Kutipan teks -
------------------------------------------------------------------------

0%
Kembali ke Blog Syarah Shahih Muslim: Bab – Kasih sayang Nabiﷺ

Syarah Shahih Muslim: Bab – Kasih sayang Nabiﷺ

08/12/2025 7 kali dilihat 8 mnt baca

اللَّهُمَّ لَا عِلْمَ لَنَا إِلَّا مَا عَلَّمْتَنَا إِنَّكَ أَنْتَ الْعَلِيمُ الْحَكِيمُ. اللَّهُمَّ عَلِّمْنَا مَا يَنْفَعُنَا وَانْفَعْنَا بِمَا عَلَّمْتَنَا وَزِدْنَا عِلْمًا. اللَّهُمَّ إِنَّا نَسْأَلُكَ عِلْمًا نَافِعًا وَرِزْقًا طَيِّبًا وَعَمَلًا مُتَقَبَّلًا. اللَّهُمَّ لَا سَهْلَ إِلَّا مَا جَعَلْتَهُ سَهْلًا وَأَنْتَ تَجْعَلُ الْحَزْنَ إِذَا شِئْتَ سَهْلًا. يَا حَيُّ يَا قَيُّومُ بِرَحْمَتِكَ نَسْتَغِيثُ، أَصْلِحْ لَنَا شَأْنَنَا كُلَّهُ وَلَا تَكِلْنَا إِلَى أَنْفُسِنَا طَرْفَةَ عَيْنٍ.

------------------------------------------------------------------------

Daftar materi -
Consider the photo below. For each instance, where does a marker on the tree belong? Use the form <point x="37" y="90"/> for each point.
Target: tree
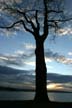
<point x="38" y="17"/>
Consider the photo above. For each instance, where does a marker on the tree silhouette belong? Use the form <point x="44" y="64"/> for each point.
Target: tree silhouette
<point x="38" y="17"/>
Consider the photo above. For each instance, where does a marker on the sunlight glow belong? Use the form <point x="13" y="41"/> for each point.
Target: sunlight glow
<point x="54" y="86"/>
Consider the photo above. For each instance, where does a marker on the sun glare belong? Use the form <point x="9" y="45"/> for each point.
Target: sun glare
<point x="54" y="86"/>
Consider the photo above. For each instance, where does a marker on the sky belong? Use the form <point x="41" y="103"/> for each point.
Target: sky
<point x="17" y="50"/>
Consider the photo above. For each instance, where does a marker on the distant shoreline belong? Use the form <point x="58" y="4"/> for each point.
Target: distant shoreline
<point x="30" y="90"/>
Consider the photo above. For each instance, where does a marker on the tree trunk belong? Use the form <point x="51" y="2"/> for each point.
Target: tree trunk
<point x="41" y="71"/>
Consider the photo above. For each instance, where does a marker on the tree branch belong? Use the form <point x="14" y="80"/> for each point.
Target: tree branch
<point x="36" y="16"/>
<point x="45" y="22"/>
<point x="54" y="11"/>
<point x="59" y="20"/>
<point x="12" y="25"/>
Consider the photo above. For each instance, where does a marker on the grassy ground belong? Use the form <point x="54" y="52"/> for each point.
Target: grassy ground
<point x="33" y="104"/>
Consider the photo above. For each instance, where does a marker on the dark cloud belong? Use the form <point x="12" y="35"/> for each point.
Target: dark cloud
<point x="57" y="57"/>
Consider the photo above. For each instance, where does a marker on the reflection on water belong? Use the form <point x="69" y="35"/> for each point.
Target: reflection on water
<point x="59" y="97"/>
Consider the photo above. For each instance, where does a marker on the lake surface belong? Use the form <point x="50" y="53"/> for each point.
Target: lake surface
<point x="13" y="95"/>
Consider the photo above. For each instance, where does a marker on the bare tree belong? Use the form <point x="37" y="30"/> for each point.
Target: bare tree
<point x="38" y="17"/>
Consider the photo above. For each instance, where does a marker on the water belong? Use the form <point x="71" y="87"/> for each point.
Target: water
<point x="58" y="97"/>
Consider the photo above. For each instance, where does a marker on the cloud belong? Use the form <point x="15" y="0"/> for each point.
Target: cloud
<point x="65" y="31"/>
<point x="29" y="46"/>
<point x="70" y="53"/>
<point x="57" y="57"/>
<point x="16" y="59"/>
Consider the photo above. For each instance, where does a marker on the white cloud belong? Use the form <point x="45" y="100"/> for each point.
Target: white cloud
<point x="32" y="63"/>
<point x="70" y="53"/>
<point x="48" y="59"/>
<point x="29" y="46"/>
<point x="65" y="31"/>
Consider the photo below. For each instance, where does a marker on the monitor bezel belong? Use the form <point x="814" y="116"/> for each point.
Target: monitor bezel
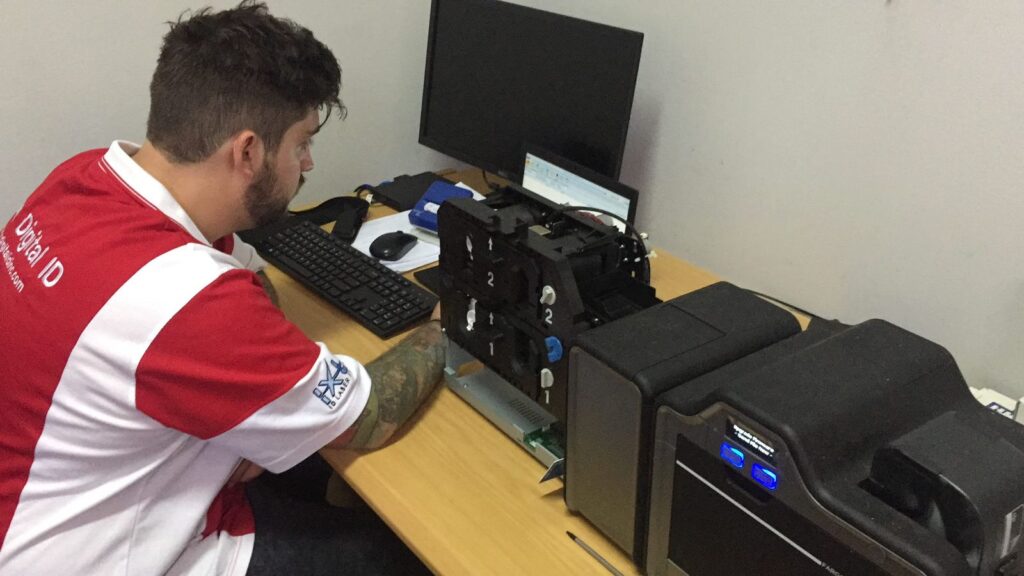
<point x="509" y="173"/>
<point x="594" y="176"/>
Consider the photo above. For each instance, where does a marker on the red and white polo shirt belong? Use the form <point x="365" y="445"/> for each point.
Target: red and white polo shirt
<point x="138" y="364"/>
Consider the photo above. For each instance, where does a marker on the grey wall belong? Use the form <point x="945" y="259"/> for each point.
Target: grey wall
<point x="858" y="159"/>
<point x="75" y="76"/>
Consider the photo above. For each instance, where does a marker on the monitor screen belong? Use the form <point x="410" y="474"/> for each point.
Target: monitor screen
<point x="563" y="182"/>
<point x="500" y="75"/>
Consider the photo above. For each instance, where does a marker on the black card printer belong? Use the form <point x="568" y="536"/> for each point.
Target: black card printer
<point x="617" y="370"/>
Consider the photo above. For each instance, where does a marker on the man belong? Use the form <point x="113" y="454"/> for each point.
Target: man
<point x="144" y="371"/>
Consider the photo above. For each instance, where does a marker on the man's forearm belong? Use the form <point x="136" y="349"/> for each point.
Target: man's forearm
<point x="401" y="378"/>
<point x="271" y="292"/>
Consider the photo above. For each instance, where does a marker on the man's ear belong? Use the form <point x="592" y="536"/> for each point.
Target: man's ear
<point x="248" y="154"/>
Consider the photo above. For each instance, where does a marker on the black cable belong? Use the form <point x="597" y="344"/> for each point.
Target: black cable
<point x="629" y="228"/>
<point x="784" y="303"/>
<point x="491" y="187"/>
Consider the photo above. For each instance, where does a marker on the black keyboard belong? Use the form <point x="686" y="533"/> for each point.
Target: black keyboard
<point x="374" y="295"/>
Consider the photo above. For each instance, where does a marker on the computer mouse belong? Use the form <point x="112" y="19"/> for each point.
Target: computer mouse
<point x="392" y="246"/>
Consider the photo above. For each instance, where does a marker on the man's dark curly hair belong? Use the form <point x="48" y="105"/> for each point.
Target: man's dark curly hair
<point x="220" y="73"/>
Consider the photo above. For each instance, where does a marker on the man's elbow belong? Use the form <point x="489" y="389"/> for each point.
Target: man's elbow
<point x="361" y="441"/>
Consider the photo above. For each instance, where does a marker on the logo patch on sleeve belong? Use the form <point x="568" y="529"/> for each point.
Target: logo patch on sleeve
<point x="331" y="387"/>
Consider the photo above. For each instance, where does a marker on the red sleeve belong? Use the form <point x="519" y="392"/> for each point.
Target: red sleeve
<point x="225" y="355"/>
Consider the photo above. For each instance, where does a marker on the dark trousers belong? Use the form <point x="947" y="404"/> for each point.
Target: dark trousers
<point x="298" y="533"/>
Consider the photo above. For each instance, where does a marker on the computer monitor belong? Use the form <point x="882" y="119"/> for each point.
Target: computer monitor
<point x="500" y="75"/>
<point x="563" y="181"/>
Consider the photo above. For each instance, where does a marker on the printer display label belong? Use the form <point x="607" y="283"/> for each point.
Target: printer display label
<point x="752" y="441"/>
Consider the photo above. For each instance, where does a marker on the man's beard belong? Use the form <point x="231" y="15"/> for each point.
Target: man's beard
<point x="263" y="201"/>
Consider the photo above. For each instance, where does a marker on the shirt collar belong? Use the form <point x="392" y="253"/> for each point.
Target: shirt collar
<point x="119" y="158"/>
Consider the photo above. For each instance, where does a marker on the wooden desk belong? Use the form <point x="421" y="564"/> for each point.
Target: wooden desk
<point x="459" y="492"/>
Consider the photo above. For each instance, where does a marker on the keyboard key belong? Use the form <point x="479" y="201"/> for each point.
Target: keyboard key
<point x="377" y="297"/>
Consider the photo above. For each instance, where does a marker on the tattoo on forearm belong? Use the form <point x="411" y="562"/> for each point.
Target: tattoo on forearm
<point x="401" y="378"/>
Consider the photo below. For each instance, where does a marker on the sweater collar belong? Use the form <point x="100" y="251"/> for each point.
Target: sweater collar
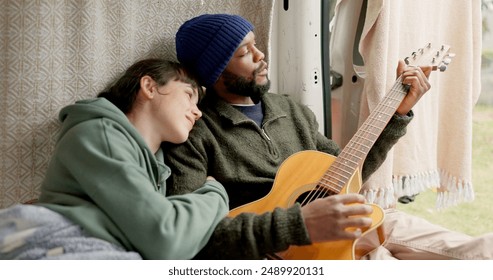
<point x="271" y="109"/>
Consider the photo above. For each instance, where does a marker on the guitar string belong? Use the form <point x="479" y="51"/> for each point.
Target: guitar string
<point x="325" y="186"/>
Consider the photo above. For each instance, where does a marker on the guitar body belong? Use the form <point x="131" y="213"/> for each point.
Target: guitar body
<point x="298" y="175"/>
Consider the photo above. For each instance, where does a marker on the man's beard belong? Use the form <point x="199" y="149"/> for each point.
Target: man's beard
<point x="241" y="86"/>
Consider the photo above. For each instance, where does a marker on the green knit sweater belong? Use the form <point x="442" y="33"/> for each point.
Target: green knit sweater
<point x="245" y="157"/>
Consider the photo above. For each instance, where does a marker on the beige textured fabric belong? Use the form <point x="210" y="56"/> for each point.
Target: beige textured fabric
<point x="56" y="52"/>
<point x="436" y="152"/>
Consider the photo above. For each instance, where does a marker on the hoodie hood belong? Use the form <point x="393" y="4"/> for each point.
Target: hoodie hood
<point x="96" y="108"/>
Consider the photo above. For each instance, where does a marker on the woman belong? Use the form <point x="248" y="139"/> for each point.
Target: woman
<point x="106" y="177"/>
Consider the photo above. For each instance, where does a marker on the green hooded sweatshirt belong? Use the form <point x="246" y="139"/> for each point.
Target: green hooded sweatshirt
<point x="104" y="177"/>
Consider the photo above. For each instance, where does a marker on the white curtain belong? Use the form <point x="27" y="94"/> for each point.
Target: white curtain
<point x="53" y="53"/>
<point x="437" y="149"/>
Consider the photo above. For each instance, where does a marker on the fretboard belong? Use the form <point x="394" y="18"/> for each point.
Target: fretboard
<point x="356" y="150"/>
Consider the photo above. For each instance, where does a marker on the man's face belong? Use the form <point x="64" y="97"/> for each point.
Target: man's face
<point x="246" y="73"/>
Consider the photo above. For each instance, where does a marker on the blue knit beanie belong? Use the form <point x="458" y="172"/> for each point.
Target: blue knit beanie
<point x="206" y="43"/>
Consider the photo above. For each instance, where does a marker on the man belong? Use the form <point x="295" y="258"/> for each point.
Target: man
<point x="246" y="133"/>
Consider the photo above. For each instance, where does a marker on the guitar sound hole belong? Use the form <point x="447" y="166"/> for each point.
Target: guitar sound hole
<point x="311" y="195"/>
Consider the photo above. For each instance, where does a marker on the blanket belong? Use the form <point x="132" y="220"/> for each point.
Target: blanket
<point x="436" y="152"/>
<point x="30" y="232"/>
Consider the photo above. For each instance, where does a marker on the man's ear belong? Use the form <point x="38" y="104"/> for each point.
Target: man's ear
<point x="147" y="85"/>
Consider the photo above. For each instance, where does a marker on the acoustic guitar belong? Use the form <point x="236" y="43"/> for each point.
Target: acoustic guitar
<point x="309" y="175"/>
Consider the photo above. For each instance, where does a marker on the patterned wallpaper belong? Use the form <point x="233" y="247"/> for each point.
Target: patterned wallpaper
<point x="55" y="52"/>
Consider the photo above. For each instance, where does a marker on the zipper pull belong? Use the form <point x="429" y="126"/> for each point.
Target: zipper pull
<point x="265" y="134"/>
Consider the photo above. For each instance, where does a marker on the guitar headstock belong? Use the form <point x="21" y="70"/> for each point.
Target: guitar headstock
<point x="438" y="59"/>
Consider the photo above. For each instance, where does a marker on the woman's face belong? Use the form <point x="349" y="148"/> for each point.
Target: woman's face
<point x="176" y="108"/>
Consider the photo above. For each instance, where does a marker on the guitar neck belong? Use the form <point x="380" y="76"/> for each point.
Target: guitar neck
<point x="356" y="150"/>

------------------------------------------------------------------------

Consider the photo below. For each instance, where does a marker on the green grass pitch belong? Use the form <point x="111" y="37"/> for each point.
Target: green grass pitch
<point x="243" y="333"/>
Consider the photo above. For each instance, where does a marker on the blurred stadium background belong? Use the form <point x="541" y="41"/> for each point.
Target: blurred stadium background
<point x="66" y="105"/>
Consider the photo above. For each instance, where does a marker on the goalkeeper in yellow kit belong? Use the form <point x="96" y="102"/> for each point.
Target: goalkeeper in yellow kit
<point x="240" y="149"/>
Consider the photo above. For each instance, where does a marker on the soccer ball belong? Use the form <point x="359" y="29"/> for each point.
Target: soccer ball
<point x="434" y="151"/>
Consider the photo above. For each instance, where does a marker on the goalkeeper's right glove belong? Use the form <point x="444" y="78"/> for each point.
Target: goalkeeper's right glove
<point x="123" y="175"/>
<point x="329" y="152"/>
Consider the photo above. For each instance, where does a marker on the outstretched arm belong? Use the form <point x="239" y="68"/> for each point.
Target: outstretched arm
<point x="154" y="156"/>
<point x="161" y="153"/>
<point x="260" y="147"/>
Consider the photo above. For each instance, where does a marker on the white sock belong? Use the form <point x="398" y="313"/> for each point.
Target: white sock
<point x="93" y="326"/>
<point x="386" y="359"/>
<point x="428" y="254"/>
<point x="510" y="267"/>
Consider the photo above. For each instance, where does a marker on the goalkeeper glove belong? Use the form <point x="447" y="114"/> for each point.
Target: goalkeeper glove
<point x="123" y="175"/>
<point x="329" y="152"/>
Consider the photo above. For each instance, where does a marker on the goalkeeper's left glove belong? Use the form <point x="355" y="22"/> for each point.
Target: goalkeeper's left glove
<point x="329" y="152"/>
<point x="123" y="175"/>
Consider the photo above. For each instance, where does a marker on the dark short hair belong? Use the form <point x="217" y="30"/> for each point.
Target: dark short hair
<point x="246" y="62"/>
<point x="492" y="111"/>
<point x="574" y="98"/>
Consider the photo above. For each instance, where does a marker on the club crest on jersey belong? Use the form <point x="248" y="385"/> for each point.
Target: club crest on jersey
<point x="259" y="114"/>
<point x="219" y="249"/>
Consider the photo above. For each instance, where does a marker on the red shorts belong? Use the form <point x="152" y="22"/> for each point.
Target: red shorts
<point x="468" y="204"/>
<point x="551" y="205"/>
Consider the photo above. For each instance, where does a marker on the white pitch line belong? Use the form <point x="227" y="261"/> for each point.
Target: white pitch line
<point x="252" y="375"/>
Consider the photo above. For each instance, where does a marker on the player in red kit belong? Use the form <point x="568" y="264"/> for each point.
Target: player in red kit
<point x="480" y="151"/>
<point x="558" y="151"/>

------------------------------------------------------------------------

Tujuan -
Dalam kutipan teks, tulis kembali bagian yang diawali kata-kata "اللَّهُمَّ لَا عِلْمَ" dan diakhiri "أَنْفُسِنَا طَرْفَةَ عَيْنٍ.", lalu ganti "طَيِّبًا" dengan "حَلَالًا".

Hasil tugas -
اللَّهُمَّ لَا عِلْمَ لَنَا إِلَّا مَا عَلَّمْتَنَا إِنَّكَ أَنْتَ الْعَلِيمُ الْحَكِيمُ. اللَّهُمَّ عَلِّمْنَا مَا يَنْفَعُنَا وَانْفَعْنَا بِمَا عَلَّمْتَنَا وَزِدْنَا عِلْمًا. اللَّهُمَّ إِنَّا نَسْأَلُكَ عِلْمًا نَافِعًا وَرِزْقًا حَلَالًا وَعَمَلًا مُتَقَبَّلًا. اللَّهُمَّ لَا سَهْلَ إِلَّا مَا جَعَلْتَهُ سَهْلًا وَأَنْتَ تَجْعَلُ الْحَزْنَ إِذَا شِئْتَ سَهْلًا. يَا حَيُّ يَا قَيُّومُ بِرَحْمَتِكَ نَسْتَغِيثُ، أَصْلِحْ لَنَا شَأْنَنَا كُلَّهُ وَلَا تَكِلْنَا إِلَى أَنْفُسِنَا طَرْفَةَ عَيْنٍ.